◆ The data:
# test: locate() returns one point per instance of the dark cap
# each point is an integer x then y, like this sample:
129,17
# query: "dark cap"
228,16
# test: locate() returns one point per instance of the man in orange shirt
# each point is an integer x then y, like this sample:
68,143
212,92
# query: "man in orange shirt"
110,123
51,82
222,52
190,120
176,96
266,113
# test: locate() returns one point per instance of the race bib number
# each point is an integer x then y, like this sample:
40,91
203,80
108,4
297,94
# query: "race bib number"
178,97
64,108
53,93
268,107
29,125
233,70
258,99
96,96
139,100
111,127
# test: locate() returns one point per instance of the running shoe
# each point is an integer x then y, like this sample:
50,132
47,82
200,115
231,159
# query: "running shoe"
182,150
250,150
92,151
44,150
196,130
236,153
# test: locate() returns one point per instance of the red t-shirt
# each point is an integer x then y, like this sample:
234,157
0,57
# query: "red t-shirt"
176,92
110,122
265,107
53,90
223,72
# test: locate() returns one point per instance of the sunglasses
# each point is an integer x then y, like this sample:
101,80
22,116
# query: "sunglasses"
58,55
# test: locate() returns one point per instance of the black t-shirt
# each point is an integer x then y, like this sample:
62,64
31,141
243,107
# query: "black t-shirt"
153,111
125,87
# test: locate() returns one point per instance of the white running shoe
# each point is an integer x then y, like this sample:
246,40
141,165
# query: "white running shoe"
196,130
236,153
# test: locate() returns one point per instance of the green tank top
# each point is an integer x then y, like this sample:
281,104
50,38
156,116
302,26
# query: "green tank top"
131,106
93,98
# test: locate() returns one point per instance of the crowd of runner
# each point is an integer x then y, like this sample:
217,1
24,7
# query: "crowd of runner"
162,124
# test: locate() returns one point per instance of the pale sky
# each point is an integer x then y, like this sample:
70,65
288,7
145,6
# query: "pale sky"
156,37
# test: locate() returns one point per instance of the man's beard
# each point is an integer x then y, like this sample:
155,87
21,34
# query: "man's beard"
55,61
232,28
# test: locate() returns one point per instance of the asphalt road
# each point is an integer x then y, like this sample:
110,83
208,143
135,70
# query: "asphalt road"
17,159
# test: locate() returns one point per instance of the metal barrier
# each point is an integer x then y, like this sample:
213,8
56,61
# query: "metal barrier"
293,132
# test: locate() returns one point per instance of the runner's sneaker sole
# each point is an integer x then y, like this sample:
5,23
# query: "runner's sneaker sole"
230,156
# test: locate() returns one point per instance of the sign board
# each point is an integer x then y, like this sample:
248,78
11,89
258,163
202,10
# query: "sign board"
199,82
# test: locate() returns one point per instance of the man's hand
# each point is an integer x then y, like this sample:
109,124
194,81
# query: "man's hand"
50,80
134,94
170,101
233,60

◆ Stated problem: Exactly as written, please output every entry.

◆ Correct response:
# test: locate() returns one point per instance of the dark cap
# each point is an integer x then y, like this sample:
129,17
# query: "dark cap"
228,16
# test: locate() returns one point per instance of the man in orange shirt
# each point is an integer x then y, like this sample:
68,143
212,92
# query: "man in orange shirt"
110,123
51,82
222,52
190,120
176,96
266,113
# test: locate() returns one point per instance of the race bib number
# each point is an integer x then y, like this sample:
40,91
203,80
108,4
297,94
# query: "race bib number"
178,97
64,108
53,93
268,107
29,125
233,70
258,99
96,96
139,100
111,127
# test: locate() returns one point per instance of the running shoe
# each point is an integer x then y, like this sample:
50,132
47,82
200,115
231,159
# query: "running shoe"
182,150
250,150
92,151
44,150
196,130
236,153
# test: locate() returns one point per instance of the red t-shirt
# each point is an integer x then y, like this sample:
234,157
0,57
# query: "red t-shirt"
176,92
110,122
265,107
53,90
223,72
# test: locate() returns one point per instance of the sunglasses
# each point is an integer x then y, like this sample:
101,80
22,116
# query: "sunglasses"
58,55
# test: locate() returns one point per instance of the black t-shirt
# each point is an integer x then y, like this sample:
62,64
31,141
243,107
# query: "black t-shirt"
153,111
125,87
# test: locate() returns one point per instance of the white running shoe
# each point is an integer x then y, like this sample:
246,40
141,165
# query: "white running shoe"
196,130
236,153
# test: locate() returns one point per instance of the green tank top
# each point is an integer x then y, like this sample:
281,104
50,38
156,116
302,26
# query: "green tank top"
131,106
93,98
# test: locate() returns one point per instance of the crowd of runner
# each point is an integer x then y, like this sample:
217,1
24,7
# query: "crowd of runner"
162,124
# test: locate() returns one point per instance of the pale sky
# each point is an integer x then y, like this sample:
70,65
288,7
145,6
# query: "pale sky"
156,37
# test: locate() returns one point per instance of the man's beard
# each point is an integer x then y, like this sample:
155,87
21,34
# query: "man's beard"
55,61
232,28
# test: locate() returns one point per instance of the asphalt road
# each point is an integer x then y, like this sample:
110,83
208,143
135,70
# query: "asphalt road"
17,159
# test: locate() returns one point per instance of the metal barrier
# each point is an integer x then y, like this sample:
213,8
56,61
# query: "metal barrier"
293,132
# test: locate() returns one point per instance of the runner's sneaker sole
# each point is an integer x then y, like this sample:
5,23
# query: "runner's sneaker sole"
230,156
# test: locate() returns one point per instance of the sign board
# each point is an integer x then y, like this sample:
248,78
11,89
258,163
202,10
# query: "sign board"
199,82
# test: locate() returns one point per instance of the man's hand
# each point is an integer x then y, like this sample:
109,124
194,81
# query: "man's hand"
50,80
134,94
170,101
233,60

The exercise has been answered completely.